_Exercise instructions_
1) From the crash article, list every place name it mentions, including roads, towns and waterways.
2) Using the crash article, decide whether each statement agrees with it. Answer yes or no, and quote the words that decide it.
(a) Emergency services needed 45 minutes to free Merson from the wreck.
(b) Merson considers the stretch of road dangerous.
(c) The crash last February killed a 25-year-old woman from Flaxmere.
3) Quote the stretch of the crash article from "The Havelock North" through "stretch of road.".

_Provided text_
=-=-=-=-=

Police said it was understood he had been travelling to work just after 4am when he crossed the centre line and become airborne, hitting the opposite bank before rolling into the Karamu Stream.
More recently, on February 3 last year, a 25-year-old Flaxmere woman was killed and three others, including Suzi Merson, were seriously injured in a head-on collision at the same road bend.
It took emergency services 45 minutes to cut Merson from the car wreck and she went on to have her left leg amputated from below the knee.
The Havelock North woman said her heart sank when she heard the sirens ringing out yesterday."When you hear those noises I think, 'Oh God, that's going to ruin someone's life'. At first you think it's not an accident but then it's very obvious with the noises you hear.
"It's not nice. It was never nice to know before [the crash] but now it's a little bit more to the bone thinking someone else has to go through that."
Merson was unsure whether reducing the speed limit would stop crashes on the stretch of road.
"I don't even think it's a dangerous piece of road, there's nothing wrong with it.
"If one doesn't give way at an intersection or someone's going to fast around a corner ... I still don't know that if you make things slower the idiots who do dumb things will listen."
In light of last February's crash, her family treated the road differently, she said.
"We'd sort of made our own little pact that you can't really do 100km/h on that road, especially in the afternoon, because of the tractors and trucks coming out of the packing houses. But I guess every accident is different."
Today police asked motorists to be patient and avoid the area as a section of Longlands Rd was closed and local diversions were in place.
The serious crash unit had been advised, police said.

=-=-=-=-=

_Information provided_

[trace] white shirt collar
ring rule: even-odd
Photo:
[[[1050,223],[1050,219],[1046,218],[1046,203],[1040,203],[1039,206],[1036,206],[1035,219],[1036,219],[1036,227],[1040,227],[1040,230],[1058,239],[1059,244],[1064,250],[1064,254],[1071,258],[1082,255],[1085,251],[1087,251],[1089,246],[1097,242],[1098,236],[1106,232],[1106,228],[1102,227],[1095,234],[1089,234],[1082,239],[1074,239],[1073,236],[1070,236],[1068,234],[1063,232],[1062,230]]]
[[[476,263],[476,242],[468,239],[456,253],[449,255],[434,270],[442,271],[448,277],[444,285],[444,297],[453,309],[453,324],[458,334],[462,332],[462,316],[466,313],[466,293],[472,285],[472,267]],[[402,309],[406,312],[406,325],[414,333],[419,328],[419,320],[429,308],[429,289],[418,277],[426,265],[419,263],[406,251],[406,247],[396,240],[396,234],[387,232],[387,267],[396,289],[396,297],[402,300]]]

=-=-=-=-=

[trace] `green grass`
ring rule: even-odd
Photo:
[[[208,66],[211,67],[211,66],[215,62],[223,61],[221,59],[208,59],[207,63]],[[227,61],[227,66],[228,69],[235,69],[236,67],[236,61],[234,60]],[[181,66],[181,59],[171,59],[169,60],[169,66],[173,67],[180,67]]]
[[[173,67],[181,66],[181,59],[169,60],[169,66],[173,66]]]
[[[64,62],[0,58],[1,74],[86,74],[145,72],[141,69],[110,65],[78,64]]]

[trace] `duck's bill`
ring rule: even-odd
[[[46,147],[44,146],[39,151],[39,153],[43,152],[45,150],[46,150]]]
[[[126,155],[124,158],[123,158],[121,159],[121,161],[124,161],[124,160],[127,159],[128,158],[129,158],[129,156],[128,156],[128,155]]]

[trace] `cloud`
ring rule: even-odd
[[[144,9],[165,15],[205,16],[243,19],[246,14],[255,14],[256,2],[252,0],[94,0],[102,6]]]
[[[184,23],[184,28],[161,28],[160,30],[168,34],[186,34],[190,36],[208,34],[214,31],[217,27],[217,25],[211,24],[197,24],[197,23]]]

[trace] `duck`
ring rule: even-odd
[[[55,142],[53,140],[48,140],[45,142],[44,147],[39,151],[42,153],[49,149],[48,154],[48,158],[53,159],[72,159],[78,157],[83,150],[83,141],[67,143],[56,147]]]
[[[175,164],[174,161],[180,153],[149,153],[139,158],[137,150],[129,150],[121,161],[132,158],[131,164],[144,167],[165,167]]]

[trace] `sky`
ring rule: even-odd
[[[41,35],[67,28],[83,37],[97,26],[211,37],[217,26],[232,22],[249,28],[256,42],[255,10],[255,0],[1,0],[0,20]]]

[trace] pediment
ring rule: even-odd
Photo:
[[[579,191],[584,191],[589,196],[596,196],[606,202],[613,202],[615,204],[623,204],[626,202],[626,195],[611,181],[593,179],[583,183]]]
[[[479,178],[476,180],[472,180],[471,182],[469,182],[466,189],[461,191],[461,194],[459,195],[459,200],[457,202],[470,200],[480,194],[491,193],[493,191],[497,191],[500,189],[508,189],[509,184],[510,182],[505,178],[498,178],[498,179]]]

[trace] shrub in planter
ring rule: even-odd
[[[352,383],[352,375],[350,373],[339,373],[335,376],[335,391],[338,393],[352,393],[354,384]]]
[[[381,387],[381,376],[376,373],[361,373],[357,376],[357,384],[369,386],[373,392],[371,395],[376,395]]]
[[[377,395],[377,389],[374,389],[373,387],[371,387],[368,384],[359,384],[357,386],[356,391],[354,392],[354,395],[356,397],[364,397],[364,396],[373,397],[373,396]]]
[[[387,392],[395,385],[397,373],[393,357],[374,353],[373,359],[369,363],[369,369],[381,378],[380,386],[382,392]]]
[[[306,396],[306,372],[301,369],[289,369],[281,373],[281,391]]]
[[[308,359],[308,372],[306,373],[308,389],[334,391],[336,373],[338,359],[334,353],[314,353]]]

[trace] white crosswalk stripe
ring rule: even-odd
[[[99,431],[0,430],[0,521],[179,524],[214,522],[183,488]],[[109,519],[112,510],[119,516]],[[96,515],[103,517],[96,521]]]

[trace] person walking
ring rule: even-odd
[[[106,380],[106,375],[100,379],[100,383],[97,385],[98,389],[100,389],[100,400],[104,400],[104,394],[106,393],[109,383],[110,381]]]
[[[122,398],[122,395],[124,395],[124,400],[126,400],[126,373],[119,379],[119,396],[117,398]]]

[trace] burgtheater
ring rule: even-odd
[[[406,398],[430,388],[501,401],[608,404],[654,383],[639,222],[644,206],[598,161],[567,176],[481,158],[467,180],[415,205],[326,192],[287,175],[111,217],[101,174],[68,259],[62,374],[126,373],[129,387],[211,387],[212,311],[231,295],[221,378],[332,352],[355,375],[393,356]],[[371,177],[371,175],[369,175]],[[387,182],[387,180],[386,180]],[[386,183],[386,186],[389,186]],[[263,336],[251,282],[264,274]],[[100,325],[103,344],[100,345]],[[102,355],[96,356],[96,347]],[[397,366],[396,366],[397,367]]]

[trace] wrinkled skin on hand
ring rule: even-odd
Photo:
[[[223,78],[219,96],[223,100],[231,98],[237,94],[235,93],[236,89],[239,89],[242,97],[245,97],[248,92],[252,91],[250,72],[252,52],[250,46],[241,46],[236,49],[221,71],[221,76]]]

=-=-=-=-=

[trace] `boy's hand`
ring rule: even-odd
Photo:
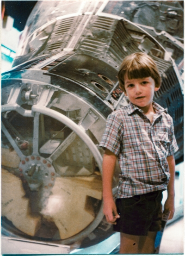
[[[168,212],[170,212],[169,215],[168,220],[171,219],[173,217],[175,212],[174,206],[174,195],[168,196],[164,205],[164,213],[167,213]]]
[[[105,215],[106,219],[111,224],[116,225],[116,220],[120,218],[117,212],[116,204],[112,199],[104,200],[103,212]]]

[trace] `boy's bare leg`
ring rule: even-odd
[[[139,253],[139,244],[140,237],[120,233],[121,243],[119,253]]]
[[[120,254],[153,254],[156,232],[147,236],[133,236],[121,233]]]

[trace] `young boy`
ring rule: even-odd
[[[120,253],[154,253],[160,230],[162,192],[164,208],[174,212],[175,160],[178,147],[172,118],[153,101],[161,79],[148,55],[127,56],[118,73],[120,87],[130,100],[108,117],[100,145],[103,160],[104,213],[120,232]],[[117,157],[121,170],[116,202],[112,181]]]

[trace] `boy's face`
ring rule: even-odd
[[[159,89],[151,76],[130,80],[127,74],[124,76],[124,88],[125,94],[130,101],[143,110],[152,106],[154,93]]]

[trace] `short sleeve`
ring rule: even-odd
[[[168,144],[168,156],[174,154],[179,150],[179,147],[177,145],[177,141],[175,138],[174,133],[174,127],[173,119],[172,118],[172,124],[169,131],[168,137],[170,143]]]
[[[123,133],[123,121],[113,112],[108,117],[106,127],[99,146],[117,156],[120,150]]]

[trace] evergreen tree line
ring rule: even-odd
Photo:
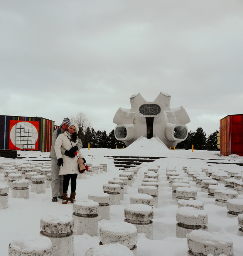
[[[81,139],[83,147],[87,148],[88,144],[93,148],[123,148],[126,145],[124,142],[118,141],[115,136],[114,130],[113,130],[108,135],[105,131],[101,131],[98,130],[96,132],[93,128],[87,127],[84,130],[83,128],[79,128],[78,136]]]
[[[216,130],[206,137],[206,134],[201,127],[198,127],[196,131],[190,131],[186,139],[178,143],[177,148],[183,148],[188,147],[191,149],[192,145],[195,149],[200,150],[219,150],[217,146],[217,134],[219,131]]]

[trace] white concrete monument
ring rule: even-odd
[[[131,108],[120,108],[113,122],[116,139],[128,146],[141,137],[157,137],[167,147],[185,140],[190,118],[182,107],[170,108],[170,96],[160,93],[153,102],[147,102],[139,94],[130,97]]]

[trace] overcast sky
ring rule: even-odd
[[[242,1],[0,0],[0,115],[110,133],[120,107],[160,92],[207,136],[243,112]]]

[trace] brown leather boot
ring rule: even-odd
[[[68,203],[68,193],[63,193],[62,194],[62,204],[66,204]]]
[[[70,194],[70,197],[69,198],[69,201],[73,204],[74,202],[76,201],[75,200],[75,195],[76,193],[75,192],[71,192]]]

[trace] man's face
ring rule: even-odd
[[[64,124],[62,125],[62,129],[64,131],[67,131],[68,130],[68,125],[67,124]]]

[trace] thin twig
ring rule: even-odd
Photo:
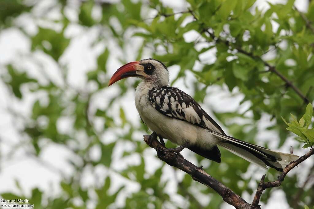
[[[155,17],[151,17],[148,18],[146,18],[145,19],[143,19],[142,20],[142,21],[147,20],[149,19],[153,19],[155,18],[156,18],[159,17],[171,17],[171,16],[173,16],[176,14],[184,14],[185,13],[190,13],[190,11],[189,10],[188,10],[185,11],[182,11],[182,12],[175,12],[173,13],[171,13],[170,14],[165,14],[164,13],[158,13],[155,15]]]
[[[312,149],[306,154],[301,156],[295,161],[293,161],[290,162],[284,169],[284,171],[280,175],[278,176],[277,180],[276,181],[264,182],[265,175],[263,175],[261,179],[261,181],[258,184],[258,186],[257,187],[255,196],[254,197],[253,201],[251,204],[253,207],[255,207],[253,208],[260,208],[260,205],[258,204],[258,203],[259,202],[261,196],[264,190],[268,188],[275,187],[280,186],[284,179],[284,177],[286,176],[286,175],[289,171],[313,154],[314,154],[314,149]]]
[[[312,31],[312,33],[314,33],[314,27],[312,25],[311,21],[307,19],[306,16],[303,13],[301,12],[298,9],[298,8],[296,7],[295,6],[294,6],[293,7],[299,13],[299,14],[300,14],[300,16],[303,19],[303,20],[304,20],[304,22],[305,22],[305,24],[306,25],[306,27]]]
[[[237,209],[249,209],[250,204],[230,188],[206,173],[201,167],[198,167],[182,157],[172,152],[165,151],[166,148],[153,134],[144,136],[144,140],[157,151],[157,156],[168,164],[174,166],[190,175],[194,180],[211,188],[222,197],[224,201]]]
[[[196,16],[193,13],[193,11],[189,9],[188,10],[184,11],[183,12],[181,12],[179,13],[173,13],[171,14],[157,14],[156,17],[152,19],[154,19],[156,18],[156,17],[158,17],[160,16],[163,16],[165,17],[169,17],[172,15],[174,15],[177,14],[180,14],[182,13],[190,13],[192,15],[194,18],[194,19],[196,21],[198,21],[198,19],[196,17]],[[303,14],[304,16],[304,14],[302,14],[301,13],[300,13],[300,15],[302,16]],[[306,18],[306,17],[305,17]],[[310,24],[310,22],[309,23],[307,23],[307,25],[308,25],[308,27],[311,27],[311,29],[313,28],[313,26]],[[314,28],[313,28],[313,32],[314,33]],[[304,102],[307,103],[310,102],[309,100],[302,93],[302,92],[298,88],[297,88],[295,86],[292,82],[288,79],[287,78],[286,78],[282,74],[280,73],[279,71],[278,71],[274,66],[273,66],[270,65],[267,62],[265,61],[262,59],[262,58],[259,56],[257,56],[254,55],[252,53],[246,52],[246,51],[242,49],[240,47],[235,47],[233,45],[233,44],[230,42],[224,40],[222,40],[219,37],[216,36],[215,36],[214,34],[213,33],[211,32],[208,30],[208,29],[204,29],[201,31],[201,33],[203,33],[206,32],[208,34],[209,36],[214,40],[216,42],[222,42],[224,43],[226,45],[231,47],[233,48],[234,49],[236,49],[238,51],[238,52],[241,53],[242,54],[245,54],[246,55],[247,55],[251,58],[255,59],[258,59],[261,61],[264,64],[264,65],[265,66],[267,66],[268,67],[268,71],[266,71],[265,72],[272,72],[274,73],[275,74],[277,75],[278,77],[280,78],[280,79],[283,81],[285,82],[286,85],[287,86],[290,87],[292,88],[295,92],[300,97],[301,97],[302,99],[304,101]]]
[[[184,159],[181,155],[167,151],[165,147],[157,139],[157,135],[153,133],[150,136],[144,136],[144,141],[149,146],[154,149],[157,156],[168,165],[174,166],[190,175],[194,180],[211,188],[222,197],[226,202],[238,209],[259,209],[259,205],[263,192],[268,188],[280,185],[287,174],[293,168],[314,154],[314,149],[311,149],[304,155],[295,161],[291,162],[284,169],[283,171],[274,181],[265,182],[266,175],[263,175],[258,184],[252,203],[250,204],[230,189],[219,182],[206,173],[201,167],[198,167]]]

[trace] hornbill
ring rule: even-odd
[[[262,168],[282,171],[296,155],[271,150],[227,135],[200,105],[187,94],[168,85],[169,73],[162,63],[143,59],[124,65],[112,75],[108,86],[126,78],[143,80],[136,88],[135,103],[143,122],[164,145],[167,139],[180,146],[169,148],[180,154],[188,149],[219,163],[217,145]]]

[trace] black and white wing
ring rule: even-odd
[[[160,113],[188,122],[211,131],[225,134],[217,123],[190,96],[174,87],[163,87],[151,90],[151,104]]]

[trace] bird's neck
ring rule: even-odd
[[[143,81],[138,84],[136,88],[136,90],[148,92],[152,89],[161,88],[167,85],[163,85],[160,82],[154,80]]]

=-=-=-=-=

_Expected outputs_
1) Karamu Stream, Flaxmere, Havelock North, Longlands Rd

2)
(a) Yes: "It took emergency services 45 minutes to cut Merson from the car wreck"
(b) No: "I don't even think it's a dangerous piece of road, there's nothing wrong with it."
(c) Yes: "a 25-year-old Flaxmere woman was killed"

3)
The Havelock North woman said her heart sank when she heard the sirens ringing out yesterday."When you hear those noises I think, 'Oh God, that's going to ruin someone's life'. At first you think it's not an accident but then it's very obvious with the noises you hear.
"It's not nice. It was never nice to know before [the crash] but now it's a little bit more to the bone thinking someone else has to go through that."
Merson was unsure whether reducing the speed limit would stop crashes on the stretch of road.